▶ _Given text_
****************************************

A Reflection
Luke 15:1-10
When shame says you cannot return, Jesus reveals the God who seeks lost sinners and rejoices when they repent.
Scripture
1Now the tax collectors and sinners were all drawing near to hear him. [2] And the Pharisees and the scribes grumbled, saying, “This man receives sinners and eats with them.”
3So he told them this parable: [4] “What man of you, having a hundred sheep, if he has lost one of them, does not leave the ninety-nine in the open country, and go after the one that is lost, until he finds it? [5] And when he has found it, he lays it on his shoulders, rejoicing. [6] And when he comes home, he calls together his friends and his neighbors, saying to them, ‘Rejoice with me, for I have found my sheep that was lost.’ [7] Just so, I tell you, there will be more joy in heaven over one sinner who repents than over ninety-nine righteous persons who need no repentance.
8“Or what woman, having ten silver coins, if she loses one coin, does not light a lamp and sweep the house and seek diligently until she finds it? [9] And when she has found it, she calls together her friends and neighbors, saying, ‘Rejoice with me, for I have found the coin that I had lost.’ [10] Just so, I tell you, there is joy before the angels of God over one sinner who repents.”
Reflection
“Now the tax collectors and sinners were all drawing near to hear him.” Luke opens this scene with people who were publicly known for their sin coming close to Jesus. They were not standing at a distance, trying to make themselves respectable first. They were drawing near to listen. And the Pharisees and scribes grumbled, saying, “This man receives sinners and eats with them.”
Their complaint was true, though they did not understand the mercy inside it. Jesus did receive sinners. He did share the table with the unclean, the compromised, the ashamed, the spiritually bruised and morally guilty. But he did not do this because sin was small. He did it because God’s mercy is great, and because lost people cannot bring themselves home unless grace comes to find them.
So Jesus tells two parables. A shepherd has one hundred sheep and loses one. He leaves the ninety-nine in the open country and goes after the lost one until he finds it. A woman has ten silver coins and loses one. She lights a lamp, sweeps the house, and seeks diligently until she finds it. In both stories, the search is intentional. The lost thing does not rescue itself. The sheep does not reason its way back to safety. The coin does not roll toward the woman. The emphasis falls on the one who searches.
This is what the grumbling religious leaders could not see. They saw sinners as contamination. Jesus saw them as lost. They saw his welcome as compromise. Jesus revealed it as the very heart of God’s saving work. Heaven is not reluctant when a sinner repents. Heaven rejoices.
That matters when shame has trained you to hide. Shame often speaks with a religious sound. It tells you to stay away until you are cleaner, steadier, less embarrassing, more worthy of being received. It may even quote the seriousness of sin while hiding the mercy of Christ. But Jesus does not tell these parables so guilty people will become casual about sin. He tells them so guilty people will know where to turn.

****************************************

▶ _Provided material_
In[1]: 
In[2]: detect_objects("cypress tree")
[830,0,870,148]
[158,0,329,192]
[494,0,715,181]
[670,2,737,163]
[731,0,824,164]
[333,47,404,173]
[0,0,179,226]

****************************************

▶ _Work instructions_
1) In the Luke 15 reflection, what does the woman do after she loses one coin?
2) Carry on the Luke 15 reflection from its last sentence.
The records come from a different source than the Luke 15 reflection.

▶ _Task results_
1) She lights a lamp, sweeps the house, and seeks diligently until she finds it.

2)
Repentance is not pretending the wandering did not happen. It is not minimizing what was lost. It is the turning of a sinner who has been found by grace. The shepherd carries the sheep home on his shoulders, rejoicing. The woman calls her friends and neighbors to rejoice with her. The joy is not in the sheep’s achievement or the coin’s recovery plan. The joy is in the finding.
Christ himself is the fullest revelation of this seeking mercy. He did more than eat with sinners. He came to bear the judgment sinners deserve. He came not as a distant observer of human lostness, but as the Son who entered our condition without sharing our sin, went to the cross, and rose again so that the lost could be restored to God. His welcome is not sentimental. It is blood-bought.
This means you do not have to negotiate your way back to the Father. You do not have to make your sorrow impressive enough to earn a hearing. You do not have to stand outside the house of grace rehearsing why you should not be allowed in. If you are convicted of sin, that conviction is not meant to drive you into hiding. It is meant to bring you to Christ.
There is a quiet exposure here too. Some of us are more comfortable with God correcting respectable people than saving scandalous ones. We may believe in grace as doctrine while resisting its generosity toward those we would rather keep at a distance. Jesus speaks to that grumbling as well. The joy of heaven teaches the church how to see repentance: not with suspicion first, but with reverent gladness.
The Savior who receives sinners is not ashamed to be near the repentant. He seeks. He finds. He carries home. And when one lost sinner turns, heaven is not silent.
A Practice for Today
Bring your shame to Christ, who seeks the lost and rejoices over repentance.
A Closing Prayer
Father, I confess how easily I hide when sin and shame feel heavy. Thank you for sending your Son to seek and save the lost. Teach me to return by grace, and to rejoice when others do the same.
Amen.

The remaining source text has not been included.